Exercise instructions :: In the records below, count the lines that contain the string "shelter". Reply with only that number.

Entries taken from a collection
◇ ◇ ◇ ◇ ◇ ◇ ◇
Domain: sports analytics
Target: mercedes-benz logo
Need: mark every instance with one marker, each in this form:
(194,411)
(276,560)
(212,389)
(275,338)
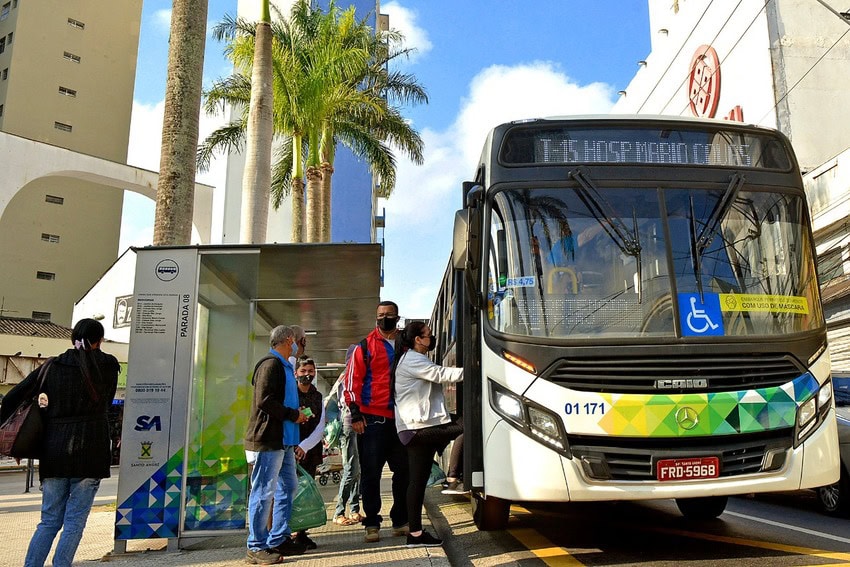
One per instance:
(687,418)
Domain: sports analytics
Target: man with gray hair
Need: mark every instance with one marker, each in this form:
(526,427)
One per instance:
(270,440)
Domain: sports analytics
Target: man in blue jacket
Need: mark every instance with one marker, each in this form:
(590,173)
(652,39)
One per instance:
(270,441)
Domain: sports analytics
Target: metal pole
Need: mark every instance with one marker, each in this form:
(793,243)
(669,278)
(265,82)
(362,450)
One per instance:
(29,475)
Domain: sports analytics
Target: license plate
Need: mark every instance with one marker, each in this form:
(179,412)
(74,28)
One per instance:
(687,469)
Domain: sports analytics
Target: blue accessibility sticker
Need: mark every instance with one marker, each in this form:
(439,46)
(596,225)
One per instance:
(700,316)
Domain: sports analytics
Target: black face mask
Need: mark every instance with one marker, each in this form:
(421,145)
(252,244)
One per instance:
(388,324)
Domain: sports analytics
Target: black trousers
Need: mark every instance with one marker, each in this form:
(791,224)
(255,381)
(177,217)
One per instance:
(420,455)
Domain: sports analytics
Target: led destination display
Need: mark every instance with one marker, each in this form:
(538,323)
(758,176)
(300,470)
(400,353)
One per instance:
(723,148)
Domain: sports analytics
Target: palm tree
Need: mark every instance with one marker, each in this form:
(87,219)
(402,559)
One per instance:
(368,132)
(329,85)
(256,179)
(175,189)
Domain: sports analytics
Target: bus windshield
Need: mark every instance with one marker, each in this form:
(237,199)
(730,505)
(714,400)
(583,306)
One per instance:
(625,262)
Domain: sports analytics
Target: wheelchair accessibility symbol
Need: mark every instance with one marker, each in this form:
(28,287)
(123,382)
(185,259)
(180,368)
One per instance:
(700,318)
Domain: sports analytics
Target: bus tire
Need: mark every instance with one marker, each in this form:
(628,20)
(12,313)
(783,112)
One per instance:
(706,508)
(835,498)
(490,513)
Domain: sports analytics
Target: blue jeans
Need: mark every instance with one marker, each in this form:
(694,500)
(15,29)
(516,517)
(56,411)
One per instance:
(65,505)
(349,484)
(379,445)
(274,475)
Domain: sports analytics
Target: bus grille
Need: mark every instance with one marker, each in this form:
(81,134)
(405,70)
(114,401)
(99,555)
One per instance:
(689,374)
(634,459)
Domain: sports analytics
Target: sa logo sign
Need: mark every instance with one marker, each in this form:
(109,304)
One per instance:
(146,423)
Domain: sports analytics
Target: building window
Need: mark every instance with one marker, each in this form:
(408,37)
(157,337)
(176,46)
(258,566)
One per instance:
(830,266)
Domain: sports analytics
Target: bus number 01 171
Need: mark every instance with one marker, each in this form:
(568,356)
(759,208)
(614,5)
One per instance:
(587,408)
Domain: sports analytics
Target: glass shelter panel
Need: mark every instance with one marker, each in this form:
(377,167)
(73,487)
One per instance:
(216,490)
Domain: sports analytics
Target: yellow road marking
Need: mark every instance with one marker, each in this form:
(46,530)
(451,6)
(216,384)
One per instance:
(554,555)
(808,551)
(541,547)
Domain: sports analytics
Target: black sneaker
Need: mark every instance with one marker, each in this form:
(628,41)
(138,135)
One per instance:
(301,537)
(455,487)
(423,540)
(289,547)
(262,557)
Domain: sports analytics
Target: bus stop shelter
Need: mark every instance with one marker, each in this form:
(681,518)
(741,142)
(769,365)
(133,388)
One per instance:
(202,318)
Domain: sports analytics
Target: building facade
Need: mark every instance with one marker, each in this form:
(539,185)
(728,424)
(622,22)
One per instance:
(67,72)
(782,64)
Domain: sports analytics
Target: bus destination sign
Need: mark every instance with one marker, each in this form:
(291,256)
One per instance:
(533,146)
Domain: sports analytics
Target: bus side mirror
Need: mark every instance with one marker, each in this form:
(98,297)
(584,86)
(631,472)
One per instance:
(459,251)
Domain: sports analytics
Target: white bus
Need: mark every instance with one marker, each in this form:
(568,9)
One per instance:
(635,303)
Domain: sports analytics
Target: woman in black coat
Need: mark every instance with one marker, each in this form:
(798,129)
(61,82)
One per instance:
(78,389)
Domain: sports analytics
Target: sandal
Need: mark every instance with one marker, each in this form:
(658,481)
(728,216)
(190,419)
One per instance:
(343,521)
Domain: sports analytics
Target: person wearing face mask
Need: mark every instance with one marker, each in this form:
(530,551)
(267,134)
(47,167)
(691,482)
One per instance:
(309,451)
(299,347)
(422,419)
(368,393)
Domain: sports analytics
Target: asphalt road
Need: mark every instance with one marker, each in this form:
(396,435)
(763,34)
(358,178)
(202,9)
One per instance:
(785,529)
(782,529)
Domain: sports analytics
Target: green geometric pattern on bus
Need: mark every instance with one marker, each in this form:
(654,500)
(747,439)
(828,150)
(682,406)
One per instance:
(216,471)
(153,510)
(718,413)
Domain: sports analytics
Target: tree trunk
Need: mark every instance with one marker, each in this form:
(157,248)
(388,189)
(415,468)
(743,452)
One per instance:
(257,179)
(297,194)
(314,199)
(327,176)
(175,191)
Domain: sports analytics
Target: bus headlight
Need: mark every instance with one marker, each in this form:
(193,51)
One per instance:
(811,414)
(531,418)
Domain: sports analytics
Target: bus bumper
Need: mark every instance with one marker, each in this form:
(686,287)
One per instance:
(537,473)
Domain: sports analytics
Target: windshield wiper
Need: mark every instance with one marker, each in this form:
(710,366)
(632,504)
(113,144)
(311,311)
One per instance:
(709,229)
(700,242)
(608,219)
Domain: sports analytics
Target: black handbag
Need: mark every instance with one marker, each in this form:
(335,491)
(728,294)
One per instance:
(21,433)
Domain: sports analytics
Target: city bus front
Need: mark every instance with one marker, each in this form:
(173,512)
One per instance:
(649,332)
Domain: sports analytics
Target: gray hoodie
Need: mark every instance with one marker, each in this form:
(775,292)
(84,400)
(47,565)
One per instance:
(419,400)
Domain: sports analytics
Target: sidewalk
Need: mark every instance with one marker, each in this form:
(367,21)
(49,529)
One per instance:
(337,545)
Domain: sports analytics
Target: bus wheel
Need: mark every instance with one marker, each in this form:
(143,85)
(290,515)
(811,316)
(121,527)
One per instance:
(706,508)
(835,498)
(490,513)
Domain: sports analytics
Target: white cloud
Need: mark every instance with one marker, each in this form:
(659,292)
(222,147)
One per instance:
(404,20)
(420,214)
(162,20)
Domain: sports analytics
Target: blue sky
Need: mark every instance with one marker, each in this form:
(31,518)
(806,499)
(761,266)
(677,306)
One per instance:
(483,62)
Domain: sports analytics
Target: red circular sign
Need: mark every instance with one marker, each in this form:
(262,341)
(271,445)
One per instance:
(704,82)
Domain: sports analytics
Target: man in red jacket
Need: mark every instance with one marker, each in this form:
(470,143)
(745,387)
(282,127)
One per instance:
(368,392)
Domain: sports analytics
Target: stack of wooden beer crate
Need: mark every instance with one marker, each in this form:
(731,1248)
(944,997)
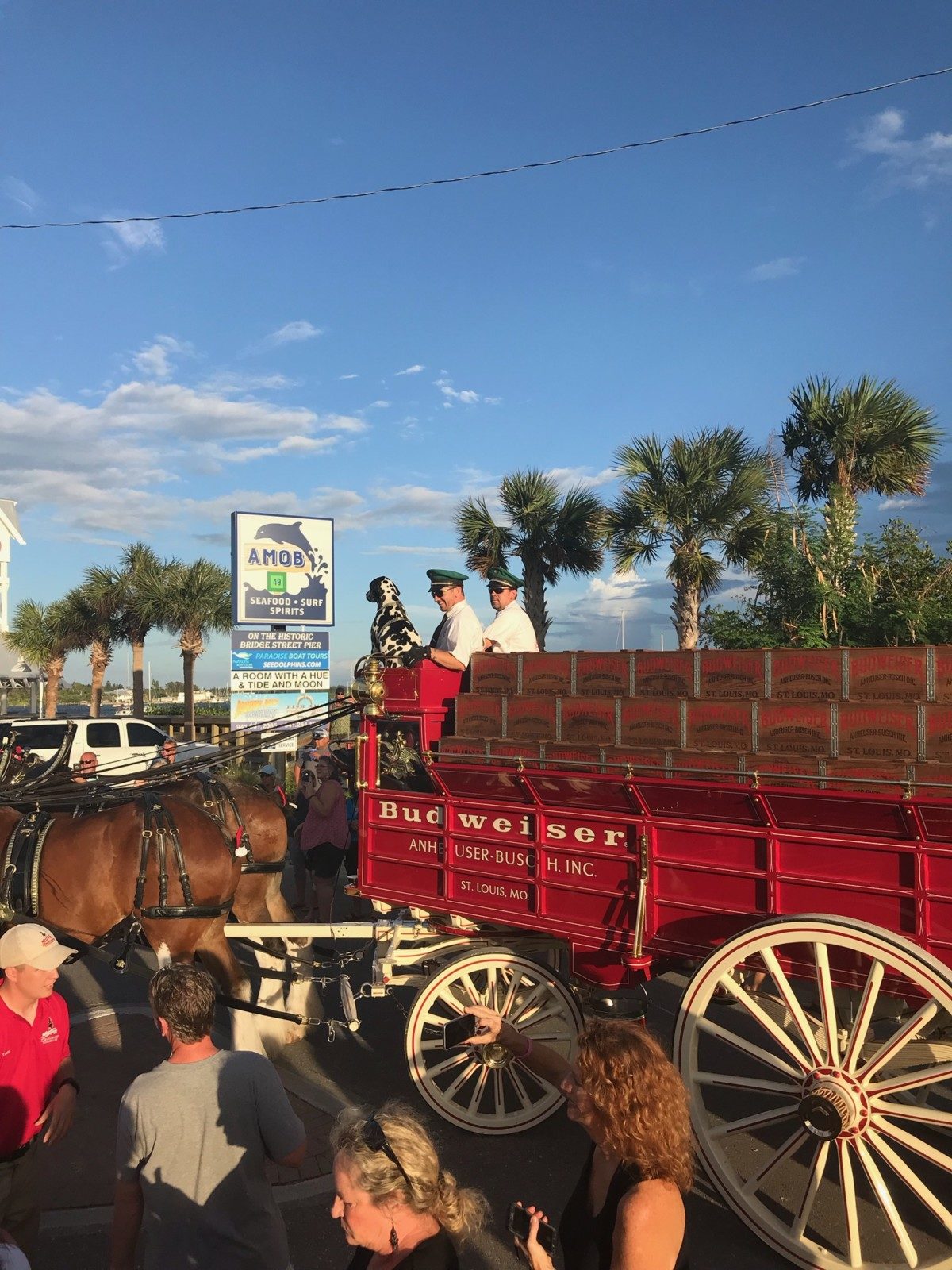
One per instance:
(858,718)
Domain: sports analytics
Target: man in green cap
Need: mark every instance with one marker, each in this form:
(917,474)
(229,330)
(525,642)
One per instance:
(512,632)
(460,634)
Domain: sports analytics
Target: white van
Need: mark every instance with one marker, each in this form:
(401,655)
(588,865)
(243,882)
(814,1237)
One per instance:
(120,745)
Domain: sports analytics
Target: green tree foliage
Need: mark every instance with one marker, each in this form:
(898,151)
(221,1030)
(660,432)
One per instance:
(842,442)
(190,601)
(895,590)
(704,498)
(551,533)
(42,635)
(94,624)
(118,590)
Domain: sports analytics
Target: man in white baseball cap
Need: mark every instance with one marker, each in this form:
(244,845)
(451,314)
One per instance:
(37,1083)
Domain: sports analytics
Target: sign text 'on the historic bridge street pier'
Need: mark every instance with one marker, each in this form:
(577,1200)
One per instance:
(282,569)
(279,660)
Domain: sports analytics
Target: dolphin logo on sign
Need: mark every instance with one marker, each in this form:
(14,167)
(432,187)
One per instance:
(291,535)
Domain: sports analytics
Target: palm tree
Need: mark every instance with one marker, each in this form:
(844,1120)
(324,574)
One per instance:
(549,531)
(41,635)
(867,437)
(194,601)
(93,624)
(120,588)
(696,493)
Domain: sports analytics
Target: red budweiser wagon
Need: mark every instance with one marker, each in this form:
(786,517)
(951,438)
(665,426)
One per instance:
(549,860)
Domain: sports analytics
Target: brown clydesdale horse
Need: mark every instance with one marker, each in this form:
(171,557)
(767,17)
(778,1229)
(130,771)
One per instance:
(255,825)
(88,880)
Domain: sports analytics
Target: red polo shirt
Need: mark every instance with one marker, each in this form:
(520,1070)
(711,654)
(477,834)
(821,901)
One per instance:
(29,1058)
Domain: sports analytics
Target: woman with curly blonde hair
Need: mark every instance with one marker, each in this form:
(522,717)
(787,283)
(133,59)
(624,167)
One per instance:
(393,1202)
(626,1212)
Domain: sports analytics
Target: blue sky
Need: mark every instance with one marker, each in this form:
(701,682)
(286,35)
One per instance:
(376,361)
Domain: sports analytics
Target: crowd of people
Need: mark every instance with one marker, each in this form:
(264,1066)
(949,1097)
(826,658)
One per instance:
(196,1133)
(194,1136)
◇ ◇ ◇ ◇ ◇ ◇ ◇
Task output :: 2